>> START RECORDS FOR THIS TASK

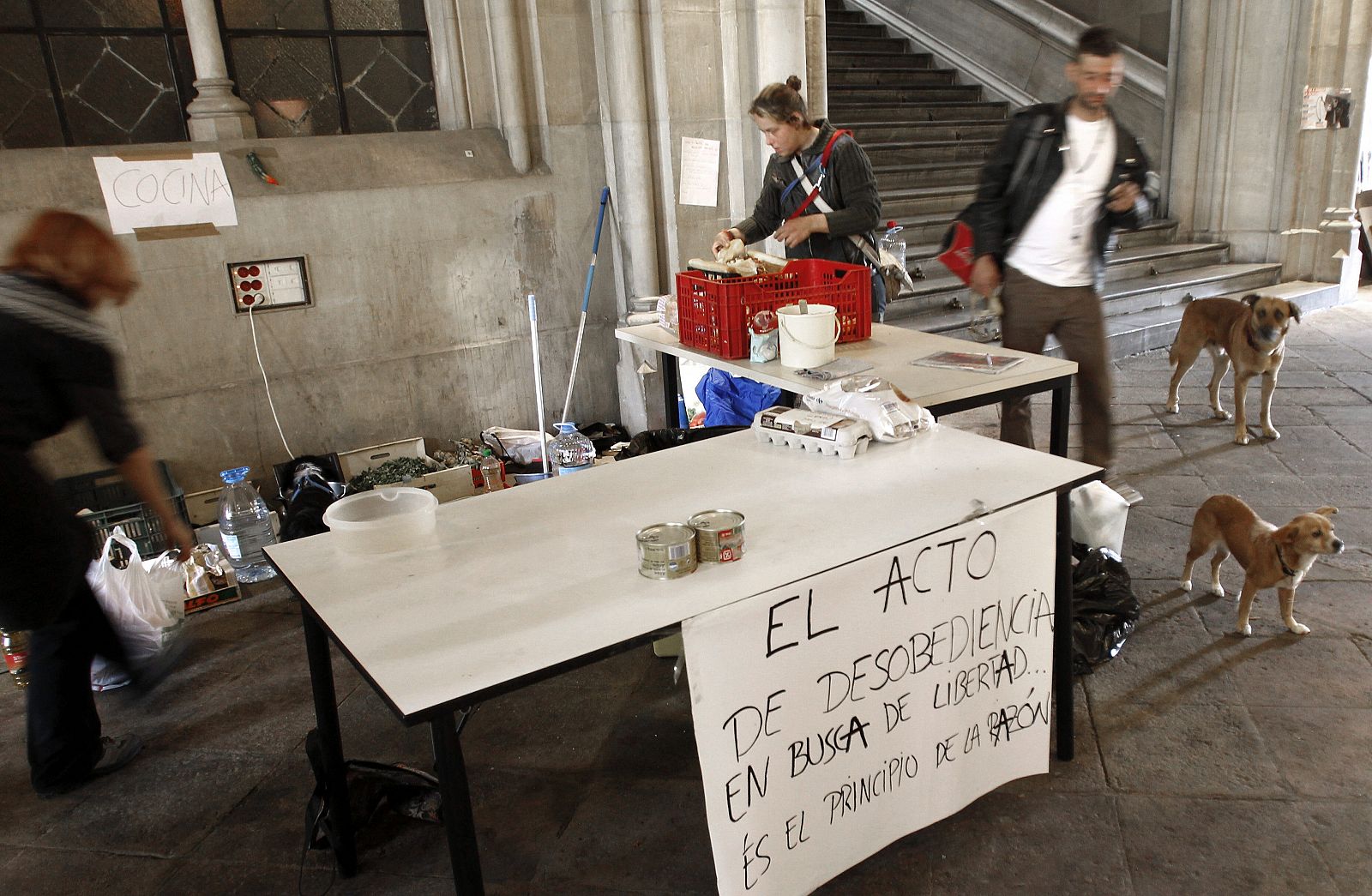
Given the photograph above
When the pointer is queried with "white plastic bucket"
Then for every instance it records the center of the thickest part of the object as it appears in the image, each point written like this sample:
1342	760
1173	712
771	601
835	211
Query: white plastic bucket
383	519
807	340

>> END RECORDS FOR THIS TASK

* **SET PROBLEM**
Copy all of the rows above word for word, but leave the pictures out of your copy.

* **ANSWER IN FULL**
Given the photograph above
When the pointer is queried with "white plastic bucket"
Then for every instance it records the center of the thickest part of the object as it appears in the image, each point written like this sample:
1342	760
1173	712
771	601
835	211
Query: white plastic bucket
383	519
807	340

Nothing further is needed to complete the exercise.